Output the data that follows exactly, line for line.

-------------------------

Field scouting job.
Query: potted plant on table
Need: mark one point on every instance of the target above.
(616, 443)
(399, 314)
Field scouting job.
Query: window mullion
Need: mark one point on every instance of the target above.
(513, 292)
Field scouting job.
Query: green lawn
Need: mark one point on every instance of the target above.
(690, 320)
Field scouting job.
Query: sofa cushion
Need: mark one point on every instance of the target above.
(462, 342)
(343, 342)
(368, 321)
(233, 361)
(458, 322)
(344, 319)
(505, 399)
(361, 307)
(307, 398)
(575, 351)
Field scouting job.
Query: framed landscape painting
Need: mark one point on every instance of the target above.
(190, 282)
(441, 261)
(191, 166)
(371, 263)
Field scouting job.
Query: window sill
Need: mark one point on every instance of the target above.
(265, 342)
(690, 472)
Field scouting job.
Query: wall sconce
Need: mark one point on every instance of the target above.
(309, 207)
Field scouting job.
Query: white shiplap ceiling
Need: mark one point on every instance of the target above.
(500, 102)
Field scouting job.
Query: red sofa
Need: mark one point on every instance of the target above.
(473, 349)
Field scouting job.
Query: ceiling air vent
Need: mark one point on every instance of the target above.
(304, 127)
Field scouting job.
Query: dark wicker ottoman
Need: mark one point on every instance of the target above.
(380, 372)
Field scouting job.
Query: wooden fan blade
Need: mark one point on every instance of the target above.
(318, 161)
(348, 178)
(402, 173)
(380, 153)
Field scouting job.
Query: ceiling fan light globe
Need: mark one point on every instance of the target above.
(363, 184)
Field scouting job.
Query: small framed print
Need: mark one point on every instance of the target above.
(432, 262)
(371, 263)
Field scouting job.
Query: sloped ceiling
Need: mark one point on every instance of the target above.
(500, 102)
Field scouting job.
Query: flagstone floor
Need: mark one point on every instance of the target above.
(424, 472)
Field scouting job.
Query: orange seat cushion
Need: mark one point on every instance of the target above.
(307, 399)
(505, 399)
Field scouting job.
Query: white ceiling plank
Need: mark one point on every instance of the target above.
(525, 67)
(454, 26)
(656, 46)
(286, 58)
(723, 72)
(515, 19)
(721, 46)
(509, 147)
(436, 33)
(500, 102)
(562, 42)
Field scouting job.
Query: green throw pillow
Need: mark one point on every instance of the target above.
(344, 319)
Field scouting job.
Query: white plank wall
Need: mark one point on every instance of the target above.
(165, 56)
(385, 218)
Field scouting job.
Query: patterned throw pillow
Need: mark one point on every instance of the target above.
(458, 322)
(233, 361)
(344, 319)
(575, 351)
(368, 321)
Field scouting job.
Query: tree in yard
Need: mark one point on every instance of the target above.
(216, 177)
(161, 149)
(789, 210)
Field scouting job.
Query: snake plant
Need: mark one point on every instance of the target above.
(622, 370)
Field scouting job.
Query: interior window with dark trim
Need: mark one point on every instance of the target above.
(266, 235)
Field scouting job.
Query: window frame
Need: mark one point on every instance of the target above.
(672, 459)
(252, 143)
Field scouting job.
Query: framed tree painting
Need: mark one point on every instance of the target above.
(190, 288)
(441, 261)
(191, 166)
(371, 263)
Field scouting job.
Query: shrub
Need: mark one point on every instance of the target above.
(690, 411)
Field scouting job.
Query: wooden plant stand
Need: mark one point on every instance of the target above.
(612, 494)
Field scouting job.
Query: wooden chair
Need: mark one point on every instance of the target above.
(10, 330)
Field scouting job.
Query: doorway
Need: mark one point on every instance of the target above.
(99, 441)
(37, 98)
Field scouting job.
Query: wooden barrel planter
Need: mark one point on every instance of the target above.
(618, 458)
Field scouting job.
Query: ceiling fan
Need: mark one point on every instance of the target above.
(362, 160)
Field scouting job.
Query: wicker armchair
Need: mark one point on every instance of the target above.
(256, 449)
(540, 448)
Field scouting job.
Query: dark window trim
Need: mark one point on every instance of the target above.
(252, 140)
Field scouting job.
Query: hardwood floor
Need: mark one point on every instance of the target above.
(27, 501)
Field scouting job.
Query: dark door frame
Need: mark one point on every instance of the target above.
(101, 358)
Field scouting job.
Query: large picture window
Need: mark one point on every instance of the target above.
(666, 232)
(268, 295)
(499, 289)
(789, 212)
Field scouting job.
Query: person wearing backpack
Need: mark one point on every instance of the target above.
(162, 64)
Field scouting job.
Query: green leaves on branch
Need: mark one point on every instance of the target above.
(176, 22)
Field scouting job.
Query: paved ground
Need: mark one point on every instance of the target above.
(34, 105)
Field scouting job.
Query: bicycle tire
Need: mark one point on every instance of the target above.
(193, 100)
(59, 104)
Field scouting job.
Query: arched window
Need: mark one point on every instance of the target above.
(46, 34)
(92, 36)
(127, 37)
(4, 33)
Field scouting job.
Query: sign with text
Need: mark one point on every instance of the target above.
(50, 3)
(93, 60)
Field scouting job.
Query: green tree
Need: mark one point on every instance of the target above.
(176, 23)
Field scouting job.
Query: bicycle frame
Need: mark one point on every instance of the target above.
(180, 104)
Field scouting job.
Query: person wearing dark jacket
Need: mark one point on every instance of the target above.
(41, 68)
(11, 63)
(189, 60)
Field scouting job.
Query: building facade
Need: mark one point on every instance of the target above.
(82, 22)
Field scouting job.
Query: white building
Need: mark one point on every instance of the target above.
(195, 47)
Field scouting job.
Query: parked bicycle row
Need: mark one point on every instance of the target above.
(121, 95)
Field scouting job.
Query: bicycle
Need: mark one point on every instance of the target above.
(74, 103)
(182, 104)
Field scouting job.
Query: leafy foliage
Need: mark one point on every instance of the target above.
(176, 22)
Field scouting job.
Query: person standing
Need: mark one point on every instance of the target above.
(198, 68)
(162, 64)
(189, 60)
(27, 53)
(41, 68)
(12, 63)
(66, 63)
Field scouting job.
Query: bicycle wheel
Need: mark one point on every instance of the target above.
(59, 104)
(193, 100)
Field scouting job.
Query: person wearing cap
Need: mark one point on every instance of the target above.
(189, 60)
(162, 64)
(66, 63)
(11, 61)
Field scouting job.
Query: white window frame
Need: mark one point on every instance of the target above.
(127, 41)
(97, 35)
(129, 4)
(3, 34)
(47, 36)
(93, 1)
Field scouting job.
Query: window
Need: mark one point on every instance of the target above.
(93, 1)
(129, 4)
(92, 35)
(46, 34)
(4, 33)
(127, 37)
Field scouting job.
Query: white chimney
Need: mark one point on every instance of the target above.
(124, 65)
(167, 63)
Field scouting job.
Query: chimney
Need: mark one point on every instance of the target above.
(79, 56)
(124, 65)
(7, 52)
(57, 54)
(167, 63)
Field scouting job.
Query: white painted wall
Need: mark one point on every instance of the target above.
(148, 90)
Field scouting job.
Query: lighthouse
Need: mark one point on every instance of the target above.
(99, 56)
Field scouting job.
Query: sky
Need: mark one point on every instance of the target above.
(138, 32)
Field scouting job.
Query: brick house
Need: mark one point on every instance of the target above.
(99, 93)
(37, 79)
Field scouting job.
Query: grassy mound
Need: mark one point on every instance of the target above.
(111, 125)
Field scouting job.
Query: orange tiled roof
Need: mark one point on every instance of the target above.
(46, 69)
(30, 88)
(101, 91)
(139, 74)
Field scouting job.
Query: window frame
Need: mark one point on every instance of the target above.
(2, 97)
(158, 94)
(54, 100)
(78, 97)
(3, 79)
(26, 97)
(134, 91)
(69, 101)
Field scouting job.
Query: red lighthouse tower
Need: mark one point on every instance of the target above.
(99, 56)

-------------------------

The answer:
Field scouting job.
Query: potted plant on table
Need: mark one point on every instance of the target above.
(616, 443)
(399, 314)
Field scouting job.
Query: window mullion
Need: mark one point on every instance of the target above.
(513, 292)
Field scouting job.
Query: green lawn
Need: mark one point on every instance of the target above.
(690, 320)
Field scouting job.
Query: sofa cushion
Need: mark one point on every instance of the target above.
(462, 342)
(343, 342)
(368, 321)
(233, 361)
(458, 322)
(344, 319)
(505, 399)
(361, 307)
(307, 398)
(575, 351)
Field scouting job.
Query: framed landscape painting
Need: mark one point on every instance of the target above.
(190, 282)
(441, 261)
(191, 166)
(371, 263)
Field scouting job.
Query: window sill
Need: mark one point on every instance of the target above.
(265, 342)
(690, 472)
Field scouting job.
Query: wall sconce
Need: mark one point on every instance of the target above.
(309, 207)
Field scouting job.
Query: white shiplap ceiling
Need: mark one point on every instance of the target above.
(500, 102)
Field scouting job.
Query: red sofa
Need: mark one point on every instance of the target above.
(473, 349)
Field scouting job.
Query: ceiling air vent
Need: mark one point on every instance of the target above.
(304, 127)
Field scouting job.
Query: dark wicker ottoman
Need: mark one point on every instance of the target above.
(380, 372)
Field scouting job.
Query: wooden fan blade
Need: mark one point on every instance of the target above.
(318, 161)
(348, 178)
(402, 173)
(380, 153)
Field scouting job.
Query: ceiling fan light globe
Need: mark one point on every instance of the target above.
(363, 184)
Field scouting job.
Query: small framed print
Need: mark one point on every instance of the target above.
(432, 262)
(371, 263)
Field scouting job.
Query: sloped ceiling
Need: mark one point on every instance of the target above.
(500, 102)
Field scouting job.
Query: flagstone floor
Need: mark one point on every instance of the target above.
(424, 472)
Field scouting job.
Query: orange seat cushion
Need: mark one point on every instance of the target above.
(307, 399)
(505, 399)
Field scouting job.
Query: white ceiling plank
Need: mark one point on every instance of the target above.
(525, 67)
(454, 26)
(656, 46)
(286, 58)
(723, 72)
(515, 19)
(721, 46)
(509, 147)
(436, 33)
(500, 102)
(562, 42)
Field scouting job.
Query: green throw pillow
Need: mark one point on every instance of the target above.
(344, 319)
Field scouting job.
Query: white plank wall
Need: mark one point on every instance of the target above.
(165, 56)
(385, 218)
Field scouting job.
Query: patterned throw pillow
Need: mark one point on every instance of the target above.
(458, 322)
(233, 361)
(344, 319)
(575, 351)
(368, 321)
Field scouting job.
Query: tree in yard
Need: mark one point on every instance of the target above.
(216, 177)
(161, 149)
(789, 210)
Field scouting job.
Query: snake plant
Need: mark one point on every instance of the target above.
(622, 370)
Field scouting job.
Query: interior window with dark trim
Need: mark one point on every instance of the target above.
(266, 235)
Field scouting job.
Query: window frame
Need: mark one point on every instance of the target above.
(672, 459)
(252, 143)
Field scouting job.
Query: framed tree painting
Need: mark one point on every instance of the target above.
(190, 288)
(441, 261)
(191, 166)
(371, 263)
Field scouting job.
Query: shrub
Need: mark one point on every instance of the target above.
(690, 411)
Field scouting job.
Query: wooden plant stand
Need: mark one point on every instance of the target above.
(612, 494)
Field scouting job.
Query: wooden chair
Need: mark one point on every instance of the target above.
(10, 330)
Field scouting job.
Query: doorway
Need: mark one point on every instance of the target above.
(99, 441)
(37, 98)
Field scouting job.
Query: wooden barrel planter
Need: mark one point on every instance of the target above.
(618, 458)
Field scouting job.
Query: ceiling fan
Need: mark one point on every instance of the target above.
(362, 160)
Field scouting job.
Query: wicker armchair
Need: mark one point on every instance of the target above.
(256, 449)
(540, 448)
Field scouting job.
Query: dark window trim
Need: mark one point on every instance of the target above.
(252, 140)
Field scouting job.
Query: hardwood floor
Need: mark one point on every instance of the target above.
(27, 501)
Field scouting job.
Query: dark door frame
Need: mark one point on every instance of the target above.
(101, 358)
Field scouting job.
Query: large picture window
Need: mark one point on every instance of the target above.
(666, 232)
(268, 295)
(499, 289)
(789, 212)
Field scouting job.
Query: person wearing backpack
Need: mark one point on every instance of the target above.
(162, 64)
Field scouting job.
Query: green leaves on branch
Need: mark one point on every instance of the target above.
(176, 22)
Field scouting job.
Query: paved ground
Need: mark one point on every instance of the target above.
(34, 105)
Field scouting job.
Query: bicycle tire
Need: mark one point on every instance of the target above.
(193, 100)
(59, 104)
Field scouting job.
Query: arched window
Need: mark one point on every instance of the target above.
(46, 34)
(92, 36)
(127, 37)
(4, 33)
Field scouting job.
Query: sign with text
Need: mark one point on every instance of the target above.
(50, 3)
(93, 60)
Field scouting job.
Query: green tree
Need: mark one point on every instance of the target above.
(176, 23)
Field scouting job.
Query: bicycle frame
Need: mark one point on every instance of the target above.
(180, 104)
Field scouting job.
Query: person wearing dark jacket
Need: mark one point on every instance of the target above.
(41, 68)
(11, 63)
(189, 60)
Field scouting job.
Query: building facade
Need: mark one point on every instance of the target above.
(82, 22)
Field scouting job.
Query: white building
Need: mark one point on every instance of the target above.
(195, 47)
Field scouting job.
Query: parked bicycle row
Need: mark one point on every instance of the target above.
(121, 95)
Field scouting job.
Query: bicycle
Need: mark one point on every instance of the target above.
(74, 103)
(182, 104)
Field scouting job.
Query: leafy foliage
Need: mark one point on every instance of the target above.
(176, 22)
Field scouting job.
Query: person standing
Need: mark one point on every instance of the target above.
(198, 68)
(162, 64)
(189, 60)
(27, 53)
(41, 68)
(12, 63)
(66, 63)
Field scouting job.
Query: bicycle wheel
Need: mark one point on every instance of the target above.
(59, 104)
(193, 100)
Field scouting job.
Query: person wearing cap
Need: mark one point on every instance of the target above.
(189, 60)
(162, 64)
(66, 63)
(11, 61)
Field scouting job.
Query: white window frame
Need: mark one point on every instance of the target above.
(127, 41)
(97, 35)
(129, 4)
(3, 34)
(47, 36)
(93, 1)
Field scouting job.
Query: window
Need: mark one point on every instance of the target above.
(93, 1)
(129, 4)
(92, 35)
(46, 34)
(4, 33)
(127, 37)
Field scouting job.
Query: white chimney
Need: mark one point on every instance of the target above.
(124, 65)
(167, 63)
Field scouting job.
Query: chimney
Need: mark one point on every instance of the target above.
(79, 56)
(124, 65)
(7, 52)
(57, 54)
(167, 63)
Field scouting job.
Query: white painted wall
Need: mark one point on every instance of the target above.
(148, 90)
Field scouting job.
Query: lighthouse
Need: mark one point on every instance of the target above.
(99, 56)
Field scouting job.
Query: sky
Need: mark one point on every instance of the target above.
(138, 32)
Field scouting job.
Query: brick house
Need: mark one point on every instance of the target above.
(99, 93)
(37, 79)
Field scouting job.
Query: grassy mound
Need: mark one point on every instance of the target above.
(111, 125)
Field scouting job.
Query: orange tiled roof
Need: mark one point on every instance of the target above.
(46, 69)
(30, 88)
(101, 91)
(139, 74)
Field scouting job.
Query: window frame
Need: mark one point on every instance of the target above.
(2, 97)
(158, 94)
(54, 100)
(78, 97)
(3, 79)
(26, 97)
(134, 91)
(69, 101)
Field scouting job.
Query: red lighthouse tower
Need: mark one point on every instance of the target above.
(99, 56)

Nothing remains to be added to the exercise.